[DOCUMENT PASSAGE]
>>>>>

112 BC Start of Jugurthine War. Jugurtha, grandson of Massinissa of Numidia (in Roman Africa), claimed the entire kingdom of Numidia in defiance of Roman decrees and divided it between several members of the royal family. Rome declares war and invades in 111 BC. The first several campaigns are not successful.

138 BC Lucius Cornelius Sulla Felix, commonly known as Sulla, is born in Rome.

He was born into a branch of the patrician gens Cornelia, one of the most distinguished of Roman famlies, but his family had fallen to an impoverished condition at the time of his birth. Lacking ready money, Sulla spent his youth amongst Rome’s comics, actors, lute-players, and dancers. Sulla retained an attachment to the debauched nature of his youth until the end of his life; Plutarch mentions that during his last marriage – to Valeria – he still kept company with "actresses, musicians, and dancers, drinking with them on couches night and day"
168 BC End of the Third Macedonian War. Defeat and division of the Macedonian kingdom by Rome

196 BC Rome withdraws from Greece, restoring its freedom.

<<<<<

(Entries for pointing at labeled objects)
>>>>>

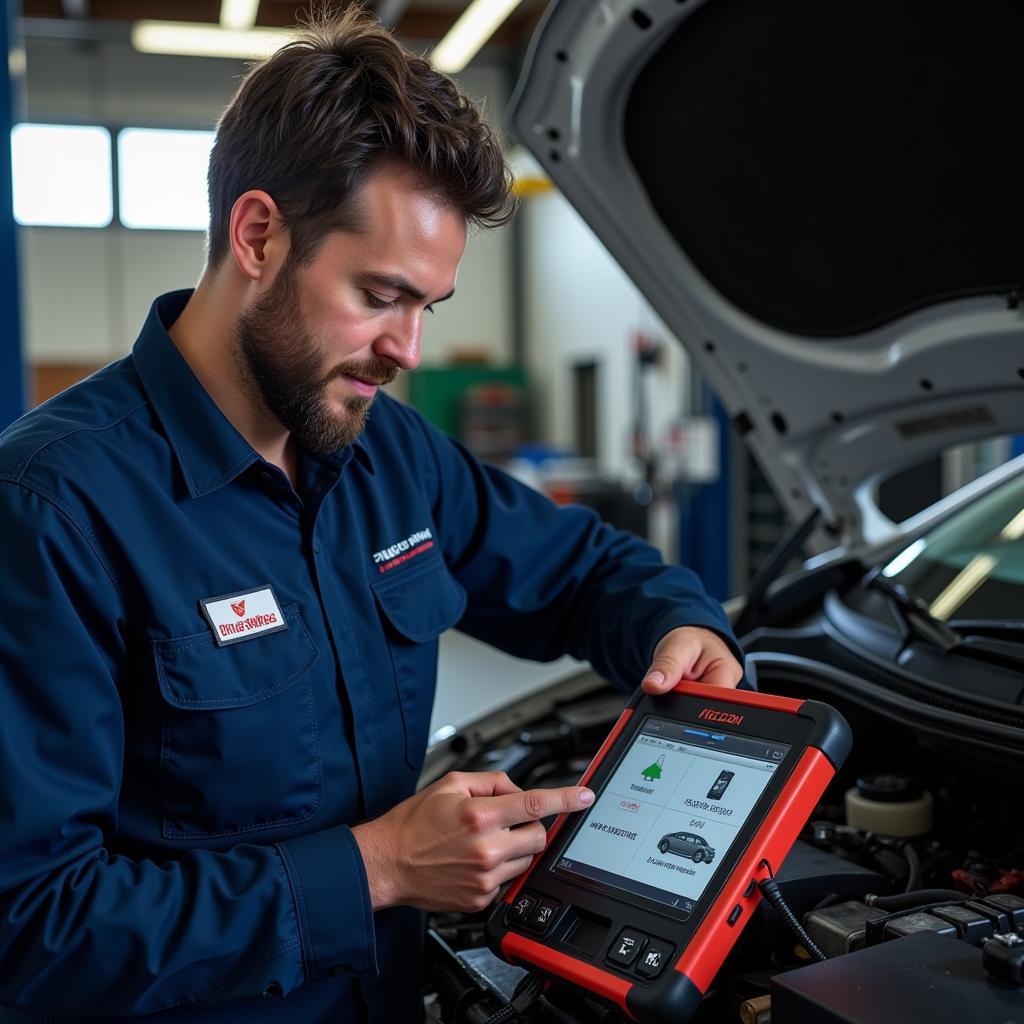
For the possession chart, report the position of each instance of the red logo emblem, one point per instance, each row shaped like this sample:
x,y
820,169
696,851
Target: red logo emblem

<<<<<

[PROBLEM SET]
[A] Decide whether each statement agrees with the Roman history timeline, answering yes or no and quoting the words of the timeline that settle it: (i) Sulla was born in Rome. (ii) Rome's first several campaigns against Jugurtha succeeded. (iii) Rome withdrew from Greece in 168 BC.
[B] Please carry the Roman history timeline forward from its last entry, adding the next part in the same style.
These lines play no part in what is asked here.

[RESPONSES BY TASK]
[A]
(i) Yes: "Lucius Cornelius Sulla Felix, commonly known as Sulla, is born in Rome."
(ii) No: "The first several campaigns are not successful."
(iii) No: "196 BC Rome withdraws from Greece, restoring its freedom."

[B]
At the Olympiad Rome proclaims the "Freedom of the Greeks", which constituted Rome's (arguably misguided) new policy towards Greece. This was that Greece was now stable and Rome could completely remove itself from Greek affairs without risking more instability. It seemed that Rome had no further interest in the region, as they withdrew all military forces without even attempting to consolidate any gains, and subsequently returned to their prior apathy even when their Greek allies ignored later Roman requests.

218 BC Start of the First Macedonian War between Rome and Macedonia, after Philip V of Macedon allies himself with Hannibal against Rome in the Second Punic War. Small-scale Roman invasion of Greece.
Fearing possible reinforcement of Hannibal by Macedon, the Roman Senate dispatched a praetor with forces across the Adriatic.  Rome's interest was not in conquest, but in keeping Macedon busy while Rome was fighting Hannibal. While a minor conflict, it opened the way for Roman military intervention in Macedon
230 BC Attempt by the (Hellenstic) Seleucid Empire to conquer Ptolemaic Egypt is repulsed by Ptolemy IV.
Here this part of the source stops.